→ MATERIAL TO PROCESS:
------------------------
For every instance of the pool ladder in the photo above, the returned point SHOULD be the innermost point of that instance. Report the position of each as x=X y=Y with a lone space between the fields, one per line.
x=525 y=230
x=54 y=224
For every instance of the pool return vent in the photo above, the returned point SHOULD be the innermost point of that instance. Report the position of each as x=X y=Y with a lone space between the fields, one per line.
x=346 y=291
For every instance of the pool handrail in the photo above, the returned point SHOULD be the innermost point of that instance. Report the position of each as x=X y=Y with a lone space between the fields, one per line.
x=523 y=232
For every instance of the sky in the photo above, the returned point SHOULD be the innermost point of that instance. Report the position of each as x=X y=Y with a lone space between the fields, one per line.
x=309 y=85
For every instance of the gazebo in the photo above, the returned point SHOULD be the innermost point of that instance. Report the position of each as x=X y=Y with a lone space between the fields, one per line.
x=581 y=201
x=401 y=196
------------------------
Could you output every record above exactly as written?

→ PROBLEM SOLUTION:
For every instance of the pool ladder in the photo above, the returned point SHOULD be the innermost point of that instance. Report the position of each as x=X y=Y with a lone space between the fields, one per line.
x=525 y=230
x=54 y=224
For every instance of the pool return vent in the photo above, the returned point SHOULD be the innermost point of that instance. Report the position of each as x=X y=Y with a lone space between the fields, one per line.
x=346 y=291
For every instance of the pool handrail in the photo above, the returned point SHOULD be the innermost point of that instance. Report the position of each as x=X y=Y with a lone space between the fields, one per line.
x=523 y=232
For every instance of the sky in the photo above, the returned point SHOULD be the innermost point of that instance. Report the position of each as x=X y=Y with a lone space between the fields, one per line.
x=309 y=85
For every instance of the gazebo in the photo above, the returned point SHOULD be the innermost point of that instance. Report the position of each as x=X y=Y with a lone space between the fields, one per line.
x=581 y=201
x=401 y=196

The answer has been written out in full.